PROMPT =
Go through the records below from the first line and print each one exactly, stopping after the line that contains "of the dense". Do not print pictures or anything past that line.

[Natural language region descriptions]
::::::::
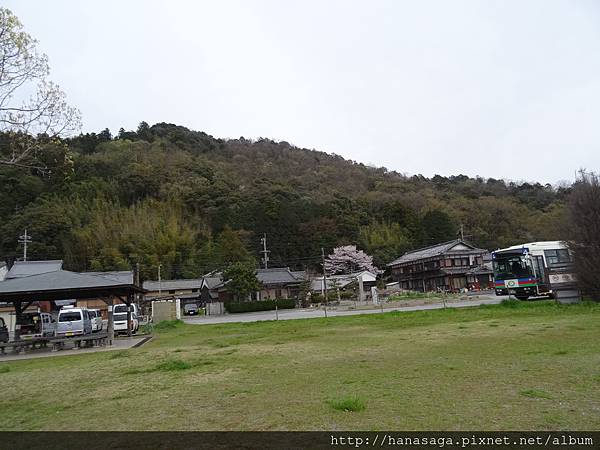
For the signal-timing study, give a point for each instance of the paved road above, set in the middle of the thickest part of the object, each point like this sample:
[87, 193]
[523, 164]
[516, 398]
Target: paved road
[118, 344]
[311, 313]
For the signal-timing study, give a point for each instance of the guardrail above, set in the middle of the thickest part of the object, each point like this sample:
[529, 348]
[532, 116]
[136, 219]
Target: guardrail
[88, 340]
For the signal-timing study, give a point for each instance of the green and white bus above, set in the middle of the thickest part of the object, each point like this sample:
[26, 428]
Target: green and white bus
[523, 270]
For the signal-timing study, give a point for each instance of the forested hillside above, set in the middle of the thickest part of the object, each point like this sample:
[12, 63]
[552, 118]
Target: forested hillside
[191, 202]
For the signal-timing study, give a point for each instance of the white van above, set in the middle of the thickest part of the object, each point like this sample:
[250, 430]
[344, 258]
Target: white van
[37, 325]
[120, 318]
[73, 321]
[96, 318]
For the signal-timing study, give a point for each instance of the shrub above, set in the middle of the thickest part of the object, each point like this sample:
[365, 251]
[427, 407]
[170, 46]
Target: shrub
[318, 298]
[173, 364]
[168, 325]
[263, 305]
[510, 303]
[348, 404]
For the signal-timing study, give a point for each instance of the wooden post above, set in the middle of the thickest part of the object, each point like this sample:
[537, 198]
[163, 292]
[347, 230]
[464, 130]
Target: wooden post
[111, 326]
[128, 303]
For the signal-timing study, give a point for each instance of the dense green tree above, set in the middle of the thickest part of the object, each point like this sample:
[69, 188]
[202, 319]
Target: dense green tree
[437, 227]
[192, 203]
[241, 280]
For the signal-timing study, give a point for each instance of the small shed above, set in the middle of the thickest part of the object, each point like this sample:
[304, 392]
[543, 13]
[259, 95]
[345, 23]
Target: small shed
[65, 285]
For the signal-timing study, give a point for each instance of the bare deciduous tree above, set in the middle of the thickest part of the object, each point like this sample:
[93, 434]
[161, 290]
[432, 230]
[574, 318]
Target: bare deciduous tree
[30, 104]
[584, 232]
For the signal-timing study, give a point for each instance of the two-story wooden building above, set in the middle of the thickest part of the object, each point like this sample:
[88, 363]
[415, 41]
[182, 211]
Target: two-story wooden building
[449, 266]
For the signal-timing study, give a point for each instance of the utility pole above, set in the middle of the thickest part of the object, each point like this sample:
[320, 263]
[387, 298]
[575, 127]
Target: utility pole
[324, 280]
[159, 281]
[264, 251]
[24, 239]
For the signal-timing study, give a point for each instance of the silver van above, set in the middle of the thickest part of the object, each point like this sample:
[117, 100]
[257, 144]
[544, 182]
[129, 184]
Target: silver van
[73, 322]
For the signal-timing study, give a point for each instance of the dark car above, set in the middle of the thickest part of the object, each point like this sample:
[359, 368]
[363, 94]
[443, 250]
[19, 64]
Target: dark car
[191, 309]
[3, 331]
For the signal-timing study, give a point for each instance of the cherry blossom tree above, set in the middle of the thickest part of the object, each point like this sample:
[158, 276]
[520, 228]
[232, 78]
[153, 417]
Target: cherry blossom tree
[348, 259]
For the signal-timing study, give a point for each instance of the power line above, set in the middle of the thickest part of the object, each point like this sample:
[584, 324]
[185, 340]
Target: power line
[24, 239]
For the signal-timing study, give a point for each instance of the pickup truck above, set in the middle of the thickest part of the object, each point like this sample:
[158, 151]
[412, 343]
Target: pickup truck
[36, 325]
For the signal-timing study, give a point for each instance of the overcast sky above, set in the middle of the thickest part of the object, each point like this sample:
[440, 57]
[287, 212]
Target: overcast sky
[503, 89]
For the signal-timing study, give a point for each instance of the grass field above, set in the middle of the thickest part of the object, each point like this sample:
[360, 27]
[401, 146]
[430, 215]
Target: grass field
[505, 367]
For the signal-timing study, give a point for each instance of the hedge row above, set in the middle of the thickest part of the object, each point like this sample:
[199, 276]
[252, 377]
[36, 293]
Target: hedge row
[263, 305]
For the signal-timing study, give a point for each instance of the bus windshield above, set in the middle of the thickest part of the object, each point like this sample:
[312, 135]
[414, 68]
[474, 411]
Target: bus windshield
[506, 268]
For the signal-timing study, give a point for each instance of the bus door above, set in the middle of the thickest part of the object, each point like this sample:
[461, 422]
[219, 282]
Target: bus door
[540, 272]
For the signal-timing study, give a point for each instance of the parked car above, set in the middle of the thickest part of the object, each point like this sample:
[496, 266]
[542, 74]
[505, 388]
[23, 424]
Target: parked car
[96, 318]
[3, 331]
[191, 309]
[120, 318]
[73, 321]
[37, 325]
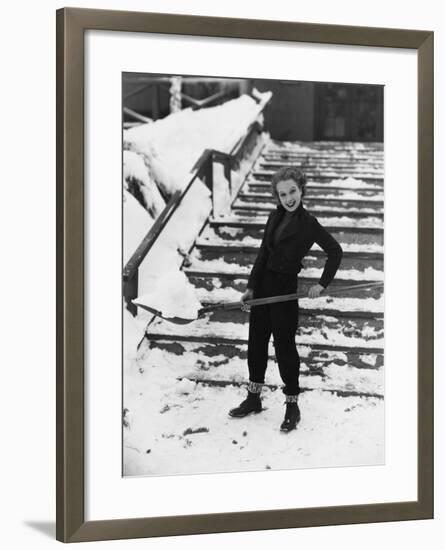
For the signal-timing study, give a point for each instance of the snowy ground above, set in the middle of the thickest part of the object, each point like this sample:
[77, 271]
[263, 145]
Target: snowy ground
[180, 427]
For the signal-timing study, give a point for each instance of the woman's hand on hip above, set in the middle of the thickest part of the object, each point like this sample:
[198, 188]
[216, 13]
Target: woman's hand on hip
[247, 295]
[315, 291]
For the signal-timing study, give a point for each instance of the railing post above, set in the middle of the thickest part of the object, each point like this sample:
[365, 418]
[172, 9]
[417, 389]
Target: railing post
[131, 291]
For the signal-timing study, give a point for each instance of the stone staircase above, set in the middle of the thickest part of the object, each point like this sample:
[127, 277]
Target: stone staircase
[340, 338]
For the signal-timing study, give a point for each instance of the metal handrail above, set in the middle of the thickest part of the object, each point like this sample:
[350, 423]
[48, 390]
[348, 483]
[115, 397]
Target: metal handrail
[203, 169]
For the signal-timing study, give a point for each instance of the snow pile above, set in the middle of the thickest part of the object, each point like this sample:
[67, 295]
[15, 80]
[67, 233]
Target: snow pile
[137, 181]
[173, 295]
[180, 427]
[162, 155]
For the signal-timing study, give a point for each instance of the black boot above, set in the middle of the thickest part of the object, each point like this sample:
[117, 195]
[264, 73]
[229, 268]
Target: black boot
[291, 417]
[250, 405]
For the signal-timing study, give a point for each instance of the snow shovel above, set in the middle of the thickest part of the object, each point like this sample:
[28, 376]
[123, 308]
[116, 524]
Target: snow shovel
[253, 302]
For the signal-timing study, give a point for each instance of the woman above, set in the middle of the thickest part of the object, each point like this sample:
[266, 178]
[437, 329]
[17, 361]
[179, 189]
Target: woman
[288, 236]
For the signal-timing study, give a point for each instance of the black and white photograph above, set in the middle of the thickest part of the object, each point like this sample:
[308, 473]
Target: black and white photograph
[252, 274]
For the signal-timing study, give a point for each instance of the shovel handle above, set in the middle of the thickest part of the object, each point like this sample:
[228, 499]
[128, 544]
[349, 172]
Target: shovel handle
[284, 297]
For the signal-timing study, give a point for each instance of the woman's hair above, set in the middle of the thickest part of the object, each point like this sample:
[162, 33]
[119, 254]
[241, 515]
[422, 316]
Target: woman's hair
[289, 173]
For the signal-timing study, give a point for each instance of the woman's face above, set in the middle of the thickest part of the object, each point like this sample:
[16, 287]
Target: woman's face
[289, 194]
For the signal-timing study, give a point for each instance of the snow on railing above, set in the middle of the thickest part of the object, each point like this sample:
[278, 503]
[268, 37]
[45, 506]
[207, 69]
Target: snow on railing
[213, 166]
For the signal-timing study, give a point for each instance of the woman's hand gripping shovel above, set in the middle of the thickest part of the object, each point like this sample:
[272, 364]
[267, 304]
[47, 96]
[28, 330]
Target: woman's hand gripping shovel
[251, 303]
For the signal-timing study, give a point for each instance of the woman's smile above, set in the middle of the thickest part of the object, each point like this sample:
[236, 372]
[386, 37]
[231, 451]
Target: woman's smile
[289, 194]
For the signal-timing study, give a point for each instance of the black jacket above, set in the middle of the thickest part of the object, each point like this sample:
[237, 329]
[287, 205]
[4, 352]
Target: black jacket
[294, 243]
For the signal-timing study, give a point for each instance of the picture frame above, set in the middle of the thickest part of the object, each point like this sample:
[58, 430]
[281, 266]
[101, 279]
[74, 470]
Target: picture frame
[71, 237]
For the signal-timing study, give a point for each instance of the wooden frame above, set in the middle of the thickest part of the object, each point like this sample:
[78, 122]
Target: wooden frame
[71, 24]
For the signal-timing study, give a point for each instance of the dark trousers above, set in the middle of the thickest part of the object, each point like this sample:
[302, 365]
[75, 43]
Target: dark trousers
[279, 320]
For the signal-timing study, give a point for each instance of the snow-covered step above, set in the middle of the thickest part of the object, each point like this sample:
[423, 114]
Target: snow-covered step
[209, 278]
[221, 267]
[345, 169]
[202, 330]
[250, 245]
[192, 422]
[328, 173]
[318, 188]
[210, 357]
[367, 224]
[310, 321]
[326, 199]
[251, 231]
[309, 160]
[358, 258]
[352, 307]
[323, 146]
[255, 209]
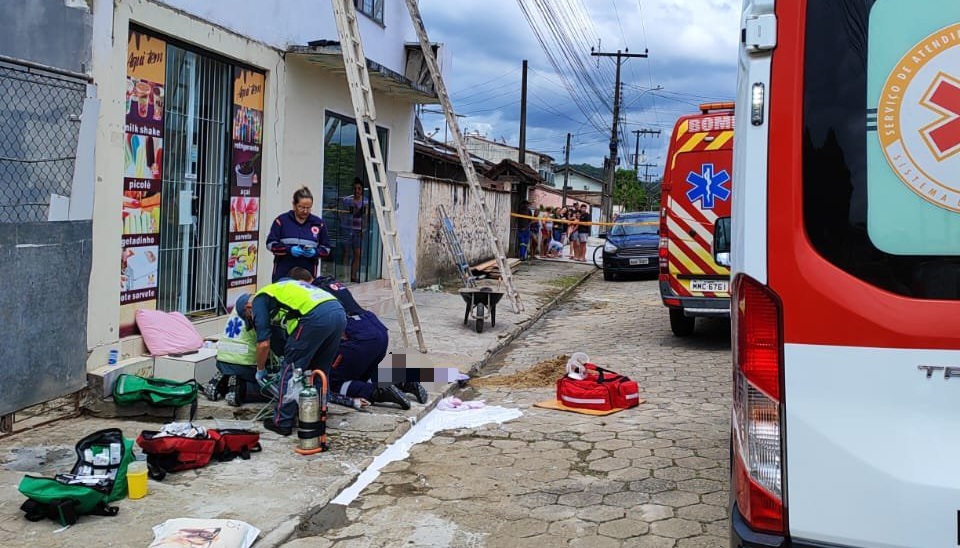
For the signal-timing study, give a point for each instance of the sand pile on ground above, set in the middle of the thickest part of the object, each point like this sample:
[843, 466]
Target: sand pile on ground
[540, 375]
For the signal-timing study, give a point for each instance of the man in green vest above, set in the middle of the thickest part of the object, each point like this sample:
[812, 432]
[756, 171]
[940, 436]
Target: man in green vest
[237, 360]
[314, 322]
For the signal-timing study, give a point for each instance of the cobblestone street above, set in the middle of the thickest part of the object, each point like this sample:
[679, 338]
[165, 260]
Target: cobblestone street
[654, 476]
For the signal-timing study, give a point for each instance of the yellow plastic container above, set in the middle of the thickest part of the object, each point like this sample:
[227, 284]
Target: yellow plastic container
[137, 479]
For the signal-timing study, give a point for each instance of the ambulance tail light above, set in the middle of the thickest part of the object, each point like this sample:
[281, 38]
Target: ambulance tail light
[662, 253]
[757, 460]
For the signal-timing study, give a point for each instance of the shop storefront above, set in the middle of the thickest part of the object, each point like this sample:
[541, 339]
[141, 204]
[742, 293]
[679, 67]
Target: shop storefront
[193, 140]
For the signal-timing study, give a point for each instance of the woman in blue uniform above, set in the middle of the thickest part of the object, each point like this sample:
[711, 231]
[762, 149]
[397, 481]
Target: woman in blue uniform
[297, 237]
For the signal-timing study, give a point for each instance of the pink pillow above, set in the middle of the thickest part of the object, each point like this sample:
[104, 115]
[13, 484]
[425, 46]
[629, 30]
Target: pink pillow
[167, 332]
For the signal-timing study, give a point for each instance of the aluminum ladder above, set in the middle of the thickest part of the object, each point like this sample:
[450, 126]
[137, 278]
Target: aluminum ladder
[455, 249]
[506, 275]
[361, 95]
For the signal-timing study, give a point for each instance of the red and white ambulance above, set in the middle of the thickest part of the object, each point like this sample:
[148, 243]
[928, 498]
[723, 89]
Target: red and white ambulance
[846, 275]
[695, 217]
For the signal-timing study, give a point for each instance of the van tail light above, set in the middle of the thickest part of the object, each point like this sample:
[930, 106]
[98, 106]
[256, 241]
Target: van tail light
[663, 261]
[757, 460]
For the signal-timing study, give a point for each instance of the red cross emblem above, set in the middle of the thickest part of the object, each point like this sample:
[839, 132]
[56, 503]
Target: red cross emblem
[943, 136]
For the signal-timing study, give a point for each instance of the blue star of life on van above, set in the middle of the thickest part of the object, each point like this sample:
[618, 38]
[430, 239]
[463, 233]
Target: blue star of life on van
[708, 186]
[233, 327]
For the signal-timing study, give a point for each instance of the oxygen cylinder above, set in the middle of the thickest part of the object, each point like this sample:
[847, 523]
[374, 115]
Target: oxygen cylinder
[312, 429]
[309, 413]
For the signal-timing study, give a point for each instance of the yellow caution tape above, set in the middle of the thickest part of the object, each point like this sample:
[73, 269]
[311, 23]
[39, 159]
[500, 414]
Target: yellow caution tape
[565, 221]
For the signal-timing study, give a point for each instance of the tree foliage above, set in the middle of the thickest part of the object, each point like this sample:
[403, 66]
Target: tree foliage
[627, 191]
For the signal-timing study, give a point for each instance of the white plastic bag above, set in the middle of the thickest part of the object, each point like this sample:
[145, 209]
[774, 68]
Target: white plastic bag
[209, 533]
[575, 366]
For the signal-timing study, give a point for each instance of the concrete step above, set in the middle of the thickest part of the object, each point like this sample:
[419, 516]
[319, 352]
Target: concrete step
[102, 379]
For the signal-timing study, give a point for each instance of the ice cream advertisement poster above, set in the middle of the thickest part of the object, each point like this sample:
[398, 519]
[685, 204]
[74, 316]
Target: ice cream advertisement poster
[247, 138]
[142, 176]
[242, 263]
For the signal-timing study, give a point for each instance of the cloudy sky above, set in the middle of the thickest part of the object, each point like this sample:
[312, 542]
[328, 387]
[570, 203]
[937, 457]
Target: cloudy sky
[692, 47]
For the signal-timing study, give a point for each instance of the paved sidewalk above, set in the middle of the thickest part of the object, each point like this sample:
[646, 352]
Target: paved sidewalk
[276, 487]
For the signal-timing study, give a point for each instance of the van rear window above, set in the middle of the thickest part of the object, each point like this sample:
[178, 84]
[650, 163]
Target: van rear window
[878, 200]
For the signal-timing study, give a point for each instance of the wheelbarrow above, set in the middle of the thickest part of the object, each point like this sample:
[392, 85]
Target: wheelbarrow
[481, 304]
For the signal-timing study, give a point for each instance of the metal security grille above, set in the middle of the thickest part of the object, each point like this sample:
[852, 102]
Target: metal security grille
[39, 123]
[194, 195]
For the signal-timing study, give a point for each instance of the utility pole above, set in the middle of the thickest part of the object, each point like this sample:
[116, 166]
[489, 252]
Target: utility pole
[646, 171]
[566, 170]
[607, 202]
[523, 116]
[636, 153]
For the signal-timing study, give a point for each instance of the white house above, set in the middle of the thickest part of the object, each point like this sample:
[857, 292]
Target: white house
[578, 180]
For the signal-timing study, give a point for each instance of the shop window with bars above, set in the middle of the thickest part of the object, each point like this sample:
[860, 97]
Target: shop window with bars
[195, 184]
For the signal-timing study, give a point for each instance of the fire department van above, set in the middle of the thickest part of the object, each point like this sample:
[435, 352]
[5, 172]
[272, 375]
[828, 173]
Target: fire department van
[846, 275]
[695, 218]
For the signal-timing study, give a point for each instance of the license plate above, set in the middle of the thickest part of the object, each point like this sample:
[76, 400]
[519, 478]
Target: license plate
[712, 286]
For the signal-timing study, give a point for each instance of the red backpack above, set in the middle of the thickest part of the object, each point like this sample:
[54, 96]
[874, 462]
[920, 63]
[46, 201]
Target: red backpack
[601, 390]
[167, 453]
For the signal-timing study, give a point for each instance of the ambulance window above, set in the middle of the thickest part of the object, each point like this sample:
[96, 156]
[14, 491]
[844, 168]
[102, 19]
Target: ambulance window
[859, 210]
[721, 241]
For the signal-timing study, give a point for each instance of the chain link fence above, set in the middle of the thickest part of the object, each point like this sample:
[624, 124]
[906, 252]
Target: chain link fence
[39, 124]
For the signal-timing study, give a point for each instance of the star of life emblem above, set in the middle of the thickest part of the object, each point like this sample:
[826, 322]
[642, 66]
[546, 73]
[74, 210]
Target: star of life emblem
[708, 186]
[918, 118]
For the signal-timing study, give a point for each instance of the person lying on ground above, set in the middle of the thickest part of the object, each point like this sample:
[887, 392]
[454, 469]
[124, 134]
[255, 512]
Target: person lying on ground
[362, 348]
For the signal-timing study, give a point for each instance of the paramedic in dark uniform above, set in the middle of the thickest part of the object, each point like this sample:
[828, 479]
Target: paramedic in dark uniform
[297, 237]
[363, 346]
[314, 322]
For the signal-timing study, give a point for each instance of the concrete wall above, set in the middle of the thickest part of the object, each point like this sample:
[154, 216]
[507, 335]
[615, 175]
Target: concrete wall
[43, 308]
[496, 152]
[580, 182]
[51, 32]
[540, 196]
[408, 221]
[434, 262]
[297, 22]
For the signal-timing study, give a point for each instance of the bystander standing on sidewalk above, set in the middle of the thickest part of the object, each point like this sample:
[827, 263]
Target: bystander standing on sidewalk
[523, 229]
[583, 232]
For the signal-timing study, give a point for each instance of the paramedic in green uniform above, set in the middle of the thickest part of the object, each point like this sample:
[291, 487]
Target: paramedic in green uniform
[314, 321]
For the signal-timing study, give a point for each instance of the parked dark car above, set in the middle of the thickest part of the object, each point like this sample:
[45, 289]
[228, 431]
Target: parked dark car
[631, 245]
::::::::
SOLUTION TO THIS EXERCISE =
For the signal-timing study, give a point for each instance of the paved road above, set in the middle of the thickest part of the object, each point like this sample:
[87, 193]
[523, 164]
[516, 398]
Target: paved road
[118, 344]
[311, 313]
For the signal-timing study, give a point for each instance of the guardrail above, set in the middle of the thickest part of the object, each point like this sample:
[529, 348]
[532, 116]
[136, 219]
Target: guardrail
[88, 340]
For the signal-timing study, give a point for each instance of the green and white bus above, set in the middle of the thickest part of the object, each point like this sample:
[26, 428]
Target: green and white bus
[523, 270]
For the signal-timing study, give a point for each instance of the forested hillside above, set in the middle of the thickest part of the object, each point like this sample:
[12, 63]
[552, 118]
Target: forested hillside
[191, 202]
For the signal-timing study, give a point for each instance of the white van above, set in the middle of the thickest part of the object, each point like this sample:
[250, 430]
[344, 258]
Target: white van
[37, 325]
[120, 318]
[73, 321]
[96, 318]
For the signal-timing study, give a point for each instance of the shrub above, set in the middle of the thickest part of the object, each point like this sample:
[365, 251]
[427, 407]
[170, 46]
Target: shrub
[318, 298]
[173, 364]
[168, 325]
[263, 305]
[510, 303]
[348, 404]
For the signal-timing study, give a point for each instance of the wooden post above, set in the middle of the thickest part of the object, each point like this sample:
[537, 198]
[163, 292]
[347, 230]
[464, 130]
Target: wooden post
[111, 326]
[128, 303]
For the signal-timing study, give a point for each instance of the dense green tree above, set in the middle of the thickest part of the object, each point like this sample:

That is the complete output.